Copy out the listing exactly.
*** Begin section ***
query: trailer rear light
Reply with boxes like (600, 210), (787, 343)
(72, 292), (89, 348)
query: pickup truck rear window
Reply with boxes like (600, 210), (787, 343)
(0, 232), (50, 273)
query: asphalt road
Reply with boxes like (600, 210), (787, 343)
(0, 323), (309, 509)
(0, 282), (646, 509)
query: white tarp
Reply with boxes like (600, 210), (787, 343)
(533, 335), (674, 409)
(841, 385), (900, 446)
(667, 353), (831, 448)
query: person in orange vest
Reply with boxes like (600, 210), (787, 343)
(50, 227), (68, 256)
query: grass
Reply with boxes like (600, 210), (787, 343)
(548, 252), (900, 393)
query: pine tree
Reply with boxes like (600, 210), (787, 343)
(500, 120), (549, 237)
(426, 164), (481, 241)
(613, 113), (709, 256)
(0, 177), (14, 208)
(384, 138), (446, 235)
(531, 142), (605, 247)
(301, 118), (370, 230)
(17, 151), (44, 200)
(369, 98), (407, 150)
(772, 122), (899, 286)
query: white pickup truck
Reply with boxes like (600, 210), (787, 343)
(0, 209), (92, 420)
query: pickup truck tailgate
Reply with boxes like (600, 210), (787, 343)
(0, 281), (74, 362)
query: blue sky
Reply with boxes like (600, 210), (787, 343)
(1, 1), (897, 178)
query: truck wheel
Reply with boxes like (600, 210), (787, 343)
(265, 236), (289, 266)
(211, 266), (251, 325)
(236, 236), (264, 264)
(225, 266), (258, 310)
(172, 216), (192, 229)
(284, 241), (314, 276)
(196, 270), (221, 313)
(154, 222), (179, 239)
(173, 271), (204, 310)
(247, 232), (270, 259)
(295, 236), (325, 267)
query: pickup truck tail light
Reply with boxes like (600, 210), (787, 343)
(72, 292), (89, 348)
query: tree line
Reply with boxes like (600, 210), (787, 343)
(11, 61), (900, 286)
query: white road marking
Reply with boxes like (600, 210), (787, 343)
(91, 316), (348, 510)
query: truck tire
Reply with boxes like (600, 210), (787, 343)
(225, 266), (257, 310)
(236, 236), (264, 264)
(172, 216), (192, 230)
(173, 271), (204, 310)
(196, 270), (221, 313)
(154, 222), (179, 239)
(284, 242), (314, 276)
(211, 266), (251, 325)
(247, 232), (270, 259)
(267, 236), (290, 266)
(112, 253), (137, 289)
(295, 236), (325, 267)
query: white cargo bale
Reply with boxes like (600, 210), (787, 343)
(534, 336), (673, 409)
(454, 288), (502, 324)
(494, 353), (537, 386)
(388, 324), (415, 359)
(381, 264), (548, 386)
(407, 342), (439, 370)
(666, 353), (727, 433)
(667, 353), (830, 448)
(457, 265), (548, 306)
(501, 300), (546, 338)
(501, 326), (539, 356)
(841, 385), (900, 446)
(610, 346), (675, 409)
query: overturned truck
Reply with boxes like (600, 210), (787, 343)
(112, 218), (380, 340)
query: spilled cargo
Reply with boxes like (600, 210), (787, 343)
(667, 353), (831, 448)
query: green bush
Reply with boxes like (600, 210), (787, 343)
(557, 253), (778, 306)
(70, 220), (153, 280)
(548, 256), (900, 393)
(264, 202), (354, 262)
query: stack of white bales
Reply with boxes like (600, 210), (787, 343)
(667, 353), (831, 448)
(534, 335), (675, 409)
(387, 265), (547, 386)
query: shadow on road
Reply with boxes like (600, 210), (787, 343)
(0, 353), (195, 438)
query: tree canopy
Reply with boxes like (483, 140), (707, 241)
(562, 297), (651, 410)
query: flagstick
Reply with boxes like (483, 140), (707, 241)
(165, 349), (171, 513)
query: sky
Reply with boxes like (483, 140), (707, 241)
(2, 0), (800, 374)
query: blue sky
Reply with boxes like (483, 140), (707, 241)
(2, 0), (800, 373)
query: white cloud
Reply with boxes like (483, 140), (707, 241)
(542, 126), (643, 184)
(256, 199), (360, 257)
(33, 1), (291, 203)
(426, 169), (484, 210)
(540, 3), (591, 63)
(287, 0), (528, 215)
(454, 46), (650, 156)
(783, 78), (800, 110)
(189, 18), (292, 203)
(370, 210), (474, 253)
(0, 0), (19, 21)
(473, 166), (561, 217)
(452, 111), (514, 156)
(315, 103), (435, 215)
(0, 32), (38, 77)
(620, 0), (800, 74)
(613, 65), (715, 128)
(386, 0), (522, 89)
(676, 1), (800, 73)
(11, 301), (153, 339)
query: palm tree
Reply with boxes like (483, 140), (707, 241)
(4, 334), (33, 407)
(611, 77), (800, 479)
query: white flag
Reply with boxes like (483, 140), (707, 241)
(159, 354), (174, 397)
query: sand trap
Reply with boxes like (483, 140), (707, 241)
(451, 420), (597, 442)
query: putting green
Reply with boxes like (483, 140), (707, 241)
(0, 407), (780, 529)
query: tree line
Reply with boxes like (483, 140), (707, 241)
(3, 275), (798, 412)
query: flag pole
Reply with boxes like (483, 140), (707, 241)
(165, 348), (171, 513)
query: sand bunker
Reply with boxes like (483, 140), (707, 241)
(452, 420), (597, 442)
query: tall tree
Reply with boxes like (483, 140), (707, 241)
*** End section ***
# YOUR RESPONSE
query: trailer rear light
Reply with boxes like (600, 210), (787, 343)
(72, 292), (89, 348)
query: pickup truck rear window
Reply with boxes like (600, 210), (787, 343)
(0, 232), (50, 273)
query: asphalt road
Reply with boxes like (600, 210), (787, 343)
(0, 323), (309, 509)
(0, 282), (646, 509)
query: white tarp
Reply with boxes like (600, 210), (787, 343)
(533, 335), (674, 409)
(841, 385), (900, 446)
(667, 353), (831, 448)
query: person in orange vest
Reply with boxes like (600, 210), (787, 343)
(50, 227), (68, 256)
query: grass
Reply with boxes like (600, 210), (787, 343)
(548, 252), (900, 393)
query: pine tree
Reply with boxes like (600, 210), (787, 343)
(500, 120), (549, 237)
(426, 164), (481, 241)
(613, 113), (709, 256)
(0, 177), (14, 208)
(384, 138), (446, 235)
(531, 142), (605, 247)
(301, 118), (370, 230)
(17, 151), (44, 200)
(369, 98), (407, 150)
(772, 122), (899, 286)
query: white pickup truck
Reply with boxes like (600, 210), (787, 343)
(0, 209), (92, 420)
query: pickup truck tailgate
Reply with boxes like (600, 210), (787, 343)
(0, 281), (74, 362)
query: blue sky
Reply with boxes like (600, 210), (787, 343)
(1, 1), (897, 178)
query: truck wheel
Reply with boxes like (600, 210), (787, 343)
(265, 236), (289, 266)
(211, 266), (251, 325)
(236, 236), (264, 264)
(225, 266), (258, 310)
(172, 216), (192, 229)
(284, 241), (314, 276)
(196, 270), (221, 313)
(154, 222), (179, 239)
(173, 271), (204, 310)
(247, 232), (270, 259)
(295, 236), (325, 267)
query: pickup truck tail light
Reply with boxes like (600, 210), (787, 343)
(72, 292), (89, 348)
query: tree line
Reply with boxes like (600, 210), (787, 343)
(11, 61), (900, 286)
query: white road marking
Reply with boxes like (600, 210), (787, 343)
(91, 316), (348, 510)
query: truck tire
Reply with boxes like (600, 210), (787, 343)
(225, 266), (257, 310)
(236, 236), (264, 264)
(172, 216), (192, 230)
(173, 271), (204, 310)
(196, 270), (221, 313)
(154, 222), (179, 239)
(284, 242), (314, 276)
(211, 266), (251, 325)
(247, 232), (270, 259)
(267, 236), (290, 266)
(112, 253), (137, 289)
(295, 236), (325, 267)
query: white cargo bale
Reply with boxes like (600, 210), (787, 343)
(534, 336), (673, 409)
(454, 288), (502, 324)
(494, 353), (537, 386)
(388, 324), (415, 359)
(381, 264), (548, 386)
(407, 342), (439, 370)
(666, 353), (727, 433)
(667, 353), (830, 448)
(457, 265), (548, 306)
(501, 300), (546, 338)
(501, 326), (539, 356)
(841, 385), (900, 446)
(610, 346), (675, 409)
query: overturned truck
Reply with boxes like (600, 210), (787, 343)
(112, 218), (380, 340)
query: spilled cargo
Reply with boxes like (600, 210), (787, 343)
(667, 353), (831, 448)
query: green bush
Reply with boxes like (600, 210), (787, 343)
(557, 253), (778, 306)
(70, 220), (153, 280)
(548, 256), (900, 393)
(264, 202), (354, 262)
query: stack of white bales
Reply with boxes like (600, 210), (787, 343)
(667, 353), (831, 448)
(534, 335), (675, 409)
(387, 265), (547, 386)
query: shadow on road
Reply with boxes like (600, 210), (787, 343)
(0, 353), (195, 438)
query: tree canopy
Reply with boxes like (483, 140), (707, 241)
(562, 297), (651, 410)
query: flagstick
Reply with boxes like (483, 140), (707, 241)
(165, 349), (171, 513)
query: sky
Reply with boxes like (483, 140), (707, 241)
(2, 0), (800, 374)
query: blue sky
Reply with boxes like (483, 140), (707, 241)
(2, 0), (800, 373)
query: white cloud
Reply with boxes like (483, 140), (707, 241)
(542, 126), (643, 184)
(256, 199), (360, 257)
(33, 1), (291, 203)
(426, 169), (484, 210)
(540, 3), (591, 63)
(287, 0), (528, 215)
(454, 46), (650, 156)
(783, 78), (800, 110)
(189, 18), (292, 203)
(370, 210), (474, 253)
(0, 0), (19, 21)
(473, 166), (561, 217)
(452, 111), (514, 156)
(315, 103), (435, 215)
(0, 32), (38, 77)
(620, 0), (800, 74)
(613, 65), (715, 128)
(386, 0), (522, 89)
(676, 1), (800, 73)
(11, 301), (153, 339)
query: palm tree
Reply with boxes like (483, 140), (707, 241)
(4, 334), (33, 407)
(611, 77), (800, 479)
query: white flag
Reply with boxes like (483, 140), (707, 241)
(159, 354), (174, 397)
query: sand trap
Reply with boxes like (483, 140), (707, 241)
(451, 420), (597, 442)
query: putting green
Reply with boxes like (483, 140), (707, 241)
(0, 407), (780, 529)
query: tree line
Reply with boxes like (483, 140), (707, 241)
(3, 275), (798, 412)
query: flag pole
Reply with boxes like (483, 140), (707, 241)
(165, 348), (171, 513)
query: sand bunker
Reply with boxes like (483, 140), (707, 241)
(452, 420), (597, 442)
query: tall tree
Reply with boxes like (483, 140), (707, 241)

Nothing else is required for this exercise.